▸ Assignment
Quote all entries in full, exactly.

▸ Data provided
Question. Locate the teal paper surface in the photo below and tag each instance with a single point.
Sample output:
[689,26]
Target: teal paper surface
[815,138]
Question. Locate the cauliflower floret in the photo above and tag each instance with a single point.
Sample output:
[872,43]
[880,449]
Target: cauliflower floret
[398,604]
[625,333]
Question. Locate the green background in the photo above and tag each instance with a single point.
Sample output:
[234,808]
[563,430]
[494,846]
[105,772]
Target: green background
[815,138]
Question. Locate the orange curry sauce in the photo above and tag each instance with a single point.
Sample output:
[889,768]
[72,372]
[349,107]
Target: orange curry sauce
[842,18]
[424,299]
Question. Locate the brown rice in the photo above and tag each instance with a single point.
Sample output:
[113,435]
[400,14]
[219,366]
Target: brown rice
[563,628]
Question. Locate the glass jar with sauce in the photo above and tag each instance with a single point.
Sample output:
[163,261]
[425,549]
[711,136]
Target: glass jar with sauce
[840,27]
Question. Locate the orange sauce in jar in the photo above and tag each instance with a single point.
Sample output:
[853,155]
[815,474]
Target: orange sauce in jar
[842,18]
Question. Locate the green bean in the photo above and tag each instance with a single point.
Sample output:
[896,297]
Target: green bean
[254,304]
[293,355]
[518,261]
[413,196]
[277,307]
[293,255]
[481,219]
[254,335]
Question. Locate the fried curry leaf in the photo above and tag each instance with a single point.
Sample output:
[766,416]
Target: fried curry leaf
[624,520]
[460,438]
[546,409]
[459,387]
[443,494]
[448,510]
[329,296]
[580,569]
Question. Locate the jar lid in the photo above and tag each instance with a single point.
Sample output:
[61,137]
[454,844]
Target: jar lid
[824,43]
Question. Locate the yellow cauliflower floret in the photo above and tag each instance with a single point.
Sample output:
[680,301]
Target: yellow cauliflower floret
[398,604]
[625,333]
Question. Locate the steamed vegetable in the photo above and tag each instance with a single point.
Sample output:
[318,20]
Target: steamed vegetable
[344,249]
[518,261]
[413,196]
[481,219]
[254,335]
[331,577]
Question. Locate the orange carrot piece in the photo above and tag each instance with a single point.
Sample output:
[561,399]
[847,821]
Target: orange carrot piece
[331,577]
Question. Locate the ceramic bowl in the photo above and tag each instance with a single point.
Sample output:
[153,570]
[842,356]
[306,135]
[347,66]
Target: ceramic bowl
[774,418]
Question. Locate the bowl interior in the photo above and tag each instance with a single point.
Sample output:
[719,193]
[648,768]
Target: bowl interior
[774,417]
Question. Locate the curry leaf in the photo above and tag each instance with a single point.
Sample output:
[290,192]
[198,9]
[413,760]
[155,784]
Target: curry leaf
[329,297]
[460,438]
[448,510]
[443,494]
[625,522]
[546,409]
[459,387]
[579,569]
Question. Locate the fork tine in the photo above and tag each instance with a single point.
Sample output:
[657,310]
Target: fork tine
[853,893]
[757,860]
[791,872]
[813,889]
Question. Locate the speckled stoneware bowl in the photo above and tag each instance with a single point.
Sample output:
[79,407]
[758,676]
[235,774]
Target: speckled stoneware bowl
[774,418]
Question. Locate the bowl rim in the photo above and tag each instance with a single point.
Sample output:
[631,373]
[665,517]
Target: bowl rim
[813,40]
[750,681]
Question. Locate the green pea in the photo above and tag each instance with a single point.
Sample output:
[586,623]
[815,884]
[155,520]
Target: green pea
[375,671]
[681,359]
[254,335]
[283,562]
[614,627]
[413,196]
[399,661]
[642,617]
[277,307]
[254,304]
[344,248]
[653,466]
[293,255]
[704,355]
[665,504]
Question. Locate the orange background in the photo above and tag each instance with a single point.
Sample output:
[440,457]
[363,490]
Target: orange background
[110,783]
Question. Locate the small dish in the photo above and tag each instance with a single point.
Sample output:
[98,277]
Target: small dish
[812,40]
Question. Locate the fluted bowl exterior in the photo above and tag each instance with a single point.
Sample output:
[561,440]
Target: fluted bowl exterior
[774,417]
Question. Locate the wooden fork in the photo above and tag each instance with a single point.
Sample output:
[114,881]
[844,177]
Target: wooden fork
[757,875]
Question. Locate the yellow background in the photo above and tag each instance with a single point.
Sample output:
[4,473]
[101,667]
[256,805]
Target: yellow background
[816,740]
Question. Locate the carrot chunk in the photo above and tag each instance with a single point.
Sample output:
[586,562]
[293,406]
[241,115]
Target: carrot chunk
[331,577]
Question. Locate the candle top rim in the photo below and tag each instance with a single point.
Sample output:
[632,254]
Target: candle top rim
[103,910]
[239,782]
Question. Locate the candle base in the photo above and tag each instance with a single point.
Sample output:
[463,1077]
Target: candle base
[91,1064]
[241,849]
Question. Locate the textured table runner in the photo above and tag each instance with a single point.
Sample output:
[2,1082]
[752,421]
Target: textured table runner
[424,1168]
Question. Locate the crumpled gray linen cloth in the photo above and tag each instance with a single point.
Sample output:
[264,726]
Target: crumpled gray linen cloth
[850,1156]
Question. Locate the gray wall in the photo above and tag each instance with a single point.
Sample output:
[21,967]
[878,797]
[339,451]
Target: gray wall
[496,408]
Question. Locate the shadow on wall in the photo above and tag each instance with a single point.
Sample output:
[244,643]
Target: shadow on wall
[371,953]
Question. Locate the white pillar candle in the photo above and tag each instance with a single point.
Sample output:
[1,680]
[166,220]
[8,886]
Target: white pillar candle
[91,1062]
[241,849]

▸ Response area
Question. Locate the teal paper surface in the photo below and tag each instance with a single point.
Sample output:
[689,26]
Target: teal paper surface
[815,138]
Question. Locate the cauliflower floret in the photo above and tag each instance with a single point.
Sample output:
[872,43]
[880,449]
Target: cauliflower floret
[398,604]
[625,333]
Question. Locate the green background in the photo above and tag each instance with a single point.
Sample output:
[234,808]
[563,430]
[494,846]
[105,772]
Target: green background
[815,138]
Question. Locate the orange curry sauce in the photo above and tag each instance with a single point.
Sample output:
[889,768]
[72,372]
[349,107]
Target: orange curry sauce
[842,18]
[424,299]
Question. Locate the brown rice in the photo above and tag each instance with a single point.
Sample output:
[113,435]
[400,14]
[219,366]
Target: brown rice
[563,628]
Question. Locate the glass jar with sauce in the photo above and tag each instance with a single point.
Sample output:
[163,261]
[425,549]
[711,136]
Target: glass jar with sauce
[840,27]
Question. Locate the orange sauce in jar in the photo above and tag each instance with a single point.
Sample output:
[853,155]
[815,474]
Target: orange sauce in jar
[842,18]
Question. Locate the green bean in the photo above and tag each instance with a single point.
Sample output:
[896,297]
Target: green bean
[254,304]
[293,355]
[518,261]
[413,196]
[277,307]
[293,255]
[481,219]
[254,335]
Question. Locate the fried curry leaf in the photo above and tag each instance with a single point.
Sample output:
[766,416]
Target: fried curry leaf
[624,520]
[460,438]
[546,409]
[459,387]
[443,494]
[448,510]
[329,296]
[580,569]
Question. Locate the jar lid in the photo above and tag each instance with a single point.
Sample output:
[61,137]
[454,844]
Target: jar lid
[824,43]
Question. Locate the yellow cauliflower floret in the photo above and tag each instance with a single point.
Sample output:
[680,301]
Target: yellow cauliflower floret
[398,604]
[625,333]
Question. Locate the steamed vegetable in the photo above and tag each instance with a single point.
Sample output:
[318,20]
Target: steamed vegetable
[344,249]
[518,261]
[413,196]
[481,219]
[254,335]
[331,577]
Question. Locate the orange carrot piece in the photo above and tag each instance with a single point.
Sample output:
[561,399]
[847,821]
Target: orange carrot piece
[331,577]
Question. Locate the ceramic bowl in the photo above and tag each instance with a single point.
Sample output:
[153,570]
[842,356]
[306,135]
[347,66]
Target: ceramic bowl
[774,418]
Question. Locate the bowl interior in the photo above and tag each instance with a single point.
Sample output:
[719,193]
[648,768]
Target: bowl interior
[774,417]
Question. Locate the curry leaf in the photo above and tag each instance with a single point.
Sample output:
[290,192]
[198,9]
[413,760]
[155,784]
Target: curry leaf
[329,297]
[460,438]
[448,510]
[443,494]
[625,522]
[546,409]
[459,387]
[579,569]
Question. Locate the fork tine in the photo above and tag each instance with a single point.
Sample output:
[657,310]
Target: fork tine
[853,893]
[757,860]
[791,872]
[813,889]
Question. Locate the speckled stoneware bowl in the photo above and tag each instance with a single point.
Sample output:
[79,407]
[758,676]
[235,774]
Target: speckled stoneware bowl
[774,418]
Question. Locate the bowl rim in the photo above and tag each instance with a single point.
Sample output:
[631,373]
[665,517]
Target: bowl rim
[813,40]
[750,681]
Question. Locate the green pea in the photo above and tag each instance with a single point.
Sample output:
[586,623]
[815,884]
[155,520]
Target: green pea
[375,671]
[681,359]
[254,335]
[283,562]
[614,627]
[413,196]
[399,661]
[642,617]
[277,307]
[254,304]
[344,248]
[653,466]
[293,255]
[704,355]
[665,504]
Question. Locate the orange background in the photo above and tag each instance with a single point.
Sample output:
[440,457]
[363,490]
Target: orange background
[110,783]
Question. Locate the small dish in the photo above and tag each instance with a single point.
Sample output:
[98,277]
Target: small dish
[812,40]
Question. Locate the fluted bowl exterior in the photo above and tag each instance with a single point.
Sample output:
[561,440]
Target: fluted bowl exterior
[774,417]
Question. Locate the wooden fork in the photo above and tag each instance with a single point.
Sample output:
[114,881]
[844,177]
Target: wooden fork
[757,875]
Question. Locate the yellow background in the photo above and tag each instance with a single point.
Sample output:
[4,473]
[101,667]
[256,805]
Target: yellow background
[816,740]
Question. Locate the carrot chunk in the photo above and tag each instance with a single point.
Sample output:
[586,562]
[293,406]
[241,115]
Target: carrot chunk
[331,577]
Question. Locate the candle top rim in the photo below and tag each instance with a single point.
Sample output:
[632,254]
Target: candle top rim
[103,910]
[239,782]
Question. Locate the candle base in the photo above and tag each instance with a single point.
Sample output:
[463,1077]
Target: candle base
[91,1064]
[241,849]
Question. Locate the textured table runner in the photo above and tag each instance with a single point.
Sample output:
[2,1082]
[752,421]
Target: textured table runner
[424,1168]
Question. Locate the crumpled gray linen cloth in the photo above and tag each instance with a single point.
Sample output:
[264,726]
Target: crumpled gray linen cloth
[850,1156]
Question. Locate the gray wall in the photo above and tag each instance with a single point.
Sample output:
[21,967]
[878,797]
[339,451]
Target: gray wall
[496,408]
Question. Locate the shadow on wall in the photo above and tag each instance with a single point.
Sample output:
[244,643]
Target: shadow on wall
[371,953]
Question. Locate the white pillar candle in the photo above and tag each instance with a single point.
Sample output:
[1,680]
[166,220]
[8,886]
Target: white pillar candle
[91,1062]
[241,849]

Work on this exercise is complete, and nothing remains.